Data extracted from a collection

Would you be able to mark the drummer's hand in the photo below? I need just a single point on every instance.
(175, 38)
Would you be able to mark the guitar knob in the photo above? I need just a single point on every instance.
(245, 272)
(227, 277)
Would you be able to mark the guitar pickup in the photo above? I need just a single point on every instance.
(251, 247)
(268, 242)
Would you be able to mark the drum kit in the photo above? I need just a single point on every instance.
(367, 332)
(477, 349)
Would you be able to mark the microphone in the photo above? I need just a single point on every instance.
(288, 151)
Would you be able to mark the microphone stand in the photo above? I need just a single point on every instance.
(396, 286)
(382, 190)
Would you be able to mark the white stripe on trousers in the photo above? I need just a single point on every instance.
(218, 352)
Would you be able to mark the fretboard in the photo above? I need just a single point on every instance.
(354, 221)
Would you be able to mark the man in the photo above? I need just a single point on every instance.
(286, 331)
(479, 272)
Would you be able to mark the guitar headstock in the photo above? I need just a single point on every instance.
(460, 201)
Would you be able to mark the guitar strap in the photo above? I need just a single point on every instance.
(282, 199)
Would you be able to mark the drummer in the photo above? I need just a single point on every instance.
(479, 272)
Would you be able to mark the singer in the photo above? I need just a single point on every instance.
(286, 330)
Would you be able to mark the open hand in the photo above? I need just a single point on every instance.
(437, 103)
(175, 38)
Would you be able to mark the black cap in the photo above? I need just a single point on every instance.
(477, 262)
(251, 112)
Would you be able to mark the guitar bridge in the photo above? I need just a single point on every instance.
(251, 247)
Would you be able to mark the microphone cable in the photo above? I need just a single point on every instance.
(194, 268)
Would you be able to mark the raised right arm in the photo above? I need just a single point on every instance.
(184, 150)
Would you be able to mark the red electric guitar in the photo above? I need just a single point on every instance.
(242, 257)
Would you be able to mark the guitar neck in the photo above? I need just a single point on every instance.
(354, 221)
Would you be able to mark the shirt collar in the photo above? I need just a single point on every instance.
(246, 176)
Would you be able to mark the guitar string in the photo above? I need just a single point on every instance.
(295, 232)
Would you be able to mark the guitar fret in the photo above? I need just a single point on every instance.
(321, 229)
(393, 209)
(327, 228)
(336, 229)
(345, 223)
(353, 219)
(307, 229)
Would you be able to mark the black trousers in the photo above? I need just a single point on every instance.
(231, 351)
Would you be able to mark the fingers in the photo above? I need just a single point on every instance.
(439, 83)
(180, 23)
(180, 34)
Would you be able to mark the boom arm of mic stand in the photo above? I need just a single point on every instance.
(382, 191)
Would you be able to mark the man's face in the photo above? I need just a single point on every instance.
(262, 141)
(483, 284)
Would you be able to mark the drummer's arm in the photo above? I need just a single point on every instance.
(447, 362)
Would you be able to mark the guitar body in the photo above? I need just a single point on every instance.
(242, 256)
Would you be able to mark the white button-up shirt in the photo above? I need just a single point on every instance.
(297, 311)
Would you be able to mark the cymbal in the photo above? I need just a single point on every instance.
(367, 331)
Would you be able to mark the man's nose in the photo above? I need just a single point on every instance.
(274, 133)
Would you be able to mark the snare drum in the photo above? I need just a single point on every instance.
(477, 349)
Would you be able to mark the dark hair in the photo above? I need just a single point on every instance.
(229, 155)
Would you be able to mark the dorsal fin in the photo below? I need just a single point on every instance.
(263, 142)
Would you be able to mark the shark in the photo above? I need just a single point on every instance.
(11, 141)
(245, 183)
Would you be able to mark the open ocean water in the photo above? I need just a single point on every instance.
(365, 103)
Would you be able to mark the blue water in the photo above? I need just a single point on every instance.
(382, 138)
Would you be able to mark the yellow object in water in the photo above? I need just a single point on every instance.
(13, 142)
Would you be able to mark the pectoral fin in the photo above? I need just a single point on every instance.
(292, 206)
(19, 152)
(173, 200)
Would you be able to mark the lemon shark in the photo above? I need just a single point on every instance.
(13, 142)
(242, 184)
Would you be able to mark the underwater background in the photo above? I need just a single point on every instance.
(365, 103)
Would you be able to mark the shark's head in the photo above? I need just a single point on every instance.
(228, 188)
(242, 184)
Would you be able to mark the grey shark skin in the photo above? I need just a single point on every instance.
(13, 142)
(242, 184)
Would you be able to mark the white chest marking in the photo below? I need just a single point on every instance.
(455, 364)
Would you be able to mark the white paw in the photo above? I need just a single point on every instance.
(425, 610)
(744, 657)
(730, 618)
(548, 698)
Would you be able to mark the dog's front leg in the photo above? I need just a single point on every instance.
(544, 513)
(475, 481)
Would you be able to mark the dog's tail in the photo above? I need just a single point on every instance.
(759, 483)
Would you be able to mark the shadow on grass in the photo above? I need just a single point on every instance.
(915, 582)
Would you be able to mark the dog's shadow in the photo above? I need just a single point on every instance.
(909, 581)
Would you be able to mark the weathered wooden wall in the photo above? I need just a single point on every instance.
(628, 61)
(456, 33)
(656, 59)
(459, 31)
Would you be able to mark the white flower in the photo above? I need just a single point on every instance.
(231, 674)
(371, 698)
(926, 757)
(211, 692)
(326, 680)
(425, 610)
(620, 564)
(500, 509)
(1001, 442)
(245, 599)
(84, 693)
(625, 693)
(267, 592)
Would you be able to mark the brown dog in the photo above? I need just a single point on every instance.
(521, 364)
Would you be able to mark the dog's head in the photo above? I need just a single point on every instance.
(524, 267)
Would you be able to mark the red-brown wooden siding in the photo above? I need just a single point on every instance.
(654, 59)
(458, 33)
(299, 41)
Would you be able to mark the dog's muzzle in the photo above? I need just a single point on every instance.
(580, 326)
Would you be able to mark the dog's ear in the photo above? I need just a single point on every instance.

| What needs to be done |
The data above must be returned in full, exactly as written.

| Task result |
Would you be able to mark the drummer's hand in the photo below? I need just a single point on every instance.
(175, 38)
Would you be able to mark the guitar knob in the photo above? I need just a single point on every instance.
(245, 272)
(227, 277)
Would you be able to mark the guitar pickup in the photo above? I need just a single point on every instance.
(251, 247)
(268, 242)
Would you be able to mark the drum kit in the photo above? I need just a single point on every instance.
(367, 332)
(477, 349)
Would you be able to mark the microphone in the photo above? I need just a single point on every instance.
(288, 151)
Would you be able to mark the microphone stand in the photo above? I need just a single point on every instance.
(396, 286)
(382, 190)
Would you be able to mark the white stripe on trousers in the photo above? I need just a single point on every instance.
(218, 352)
Would you be able to mark the fretboard in the photo above? I need just a single point on every instance.
(354, 221)
Would you be able to mark the man in the photo above? I need just a single point on every instance.
(286, 331)
(479, 272)
Would you be able to mark the guitar headstock in the photo above? I need just a single point on every instance.
(460, 201)
Would you be able to mark the guitar strap in the photo above? I need just a single point on every instance.
(282, 199)
Would you be able to mark the drummer in the photo above? I need just a single point on every instance.
(479, 272)
Would you be able to mark the singer in the photo above? I need just a single point on every instance.
(286, 330)
Would you be able to mark the open hand in the photo above? I need just a single point on every instance.
(437, 103)
(175, 38)
Would you be able to mark the black cap in the photo above? I need just a single point on every instance.
(477, 262)
(251, 112)
Would you be able to mark the guitar bridge in the photo above? I need just a single point on every instance.
(251, 247)
Would you be able to mark the microphone cable in the photo above? I need just a single point on every instance.
(194, 268)
Would you be able to mark the raised right arm in the photo above? I need just a single point on every instance.
(184, 150)
Would you be able to mark the red electric guitar in the photo above? I need just a single point on every instance.
(242, 257)
Would you be able to mark the guitar neck in the photo above? I need just a single point on every instance.
(354, 221)
Would you be able to mark the shirt collar in the photo above? I need just a single point on every instance.
(246, 176)
Would you be able to mark the guitar string in the photo above? I need just a single point on every instance.
(295, 232)
Would you be able to mark the guitar fret in the photo above? I need just a single point on every instance.
(321, 229)
(393, 209)
(327, 228)
(336, 229)
(345, 223)
(353, 219)
(307, 229)
Would you be able to mark the black trousers in the photo above? I need just a single point on every instance.
(231, 351)
Would you be able to mark the fingers in the photo above? I need just a single point on every instance.
(439, 83)
(180, 23)
(180, 34)
Would you be able to mark the boom arm of mic stand in the photo above? I need just a single point on every instance.
(382, 191)
Would you be able to mark the man's face in the photo above? I need just a single point on every instance.
(262, 141)
(483, 284)
Would you be able to mark the drummer's arm in the photo above? I need just a single point on every instance.
(447, 362)
Would you be able to mark the guitar body in the photo above? I need just a single point on every instance.
(242, 256)
Would you be able to mark the white button-up shirt in the photo above? I need just a single point on every instance.
(297, 311)
Would you be able to mark the cymbal in the photo above? I need just a single point on every instance.
(367, 331)
Would you be able to mark the man's nose in the photo above? I need just a single point on every instance.
(274, 133)
Would you be able to mark the snare drum in the photo above? I need just a single point on every instance.
(477, 349)
Would you be able to mark the dark hair in the photo above? I need just a single point on every instance.
(229, 155)
Would you be able to mark the dorsal fin in the photo below? I need just a single point on every instance.
(263, 142)
Would you be able to mark the shark in the photo above? I need just a single point on every instance.
(11, 141)
(245, 183)
Would you be able to mark the open ocean water in the photo above? I need just a single point on every instance.
(365, 103)
Would you be able to mark the blue water in the photo above? I need just a single point on every instance.
(382, 138)
Would you be able to mark the yellow object in water in the photo above? I need just a single point on every instance.
(13, 142)
Would you be able to mark the pectoral fin in the photo above? I need just a single point on every instance.
(292, 206)
(19, 152)
(173, 200)
Would you be able to mark the lemon shark in the photo above? I need just a single point on every instance.
(13, 142)
(242, 184)
Would you be able to mark the underwater background in the photo above? I need just a single point on every instance.
(365, 103)
Would you be able to mark the shark's head in the photo above? I need just a single point on every instance.
(228, 188)
(242, 184)
Would you be able to mark the grey shark skin in the photo above? I need just a single point on every instance.
(13, 142)
(242, 184)
Would you be able to mark the white chest marking in the photo below? I need just a single point on every instance.
(455, 364)
Would you be able to mark the white paw in the photo above? I need just a single point on every instance.
(425, 610)
(744, 657)
(730, 618)
(548, 698)
Would you be able to mark the dog's front leg in the photo above? I need just a single point on every instance.
(544, 513)
(475, 481)
Would you be able to mark the dog's tail in the photo above? I need just a single point on every instance.
(759, 483)
Would you be able to mark the shadow on grass in the photo above? I need just a single point on every instance.
(915, 582)
Would you be able to mark the dog's shadow in the photo above? I need just a single point on every instance.
(909, 581)
Would you be able to mark the weathered wooden wall in the photo above? I need just a single point on every instance.
(628, 61)
(456, 33)
(656, 59)
(459, 31)
Would you be able to mark the white flower in the photo above? I need just a single point on every instance.
(231, 674)
(371, 698)
(926, 757)
(211, 692)
(326, 680)
(425, 610)
(620, 564)
(500, 509)
(1001, 442)
(245, 599)
(84, 693)
(625, 693)
(267, 592)
Would you be able to mark the brown dog in the photo above? I need just a single point on every instance.
(521, 364)
Would you be able to mark the dog's head in the photo above? I need just a single point on every instance.
(524, 267)
Would you be able to mark the red-brown wooden siding in the photo above? I need just a single point on every instance.
(654, 59)
(458, 33)
(299, 41)
Would you be able to mark the dog's muzzle in the photo above? I need just a single point on every instance.
(580, 326)
Would you be able to mark the dog's ear in the photo above? I need just a single point on every instance.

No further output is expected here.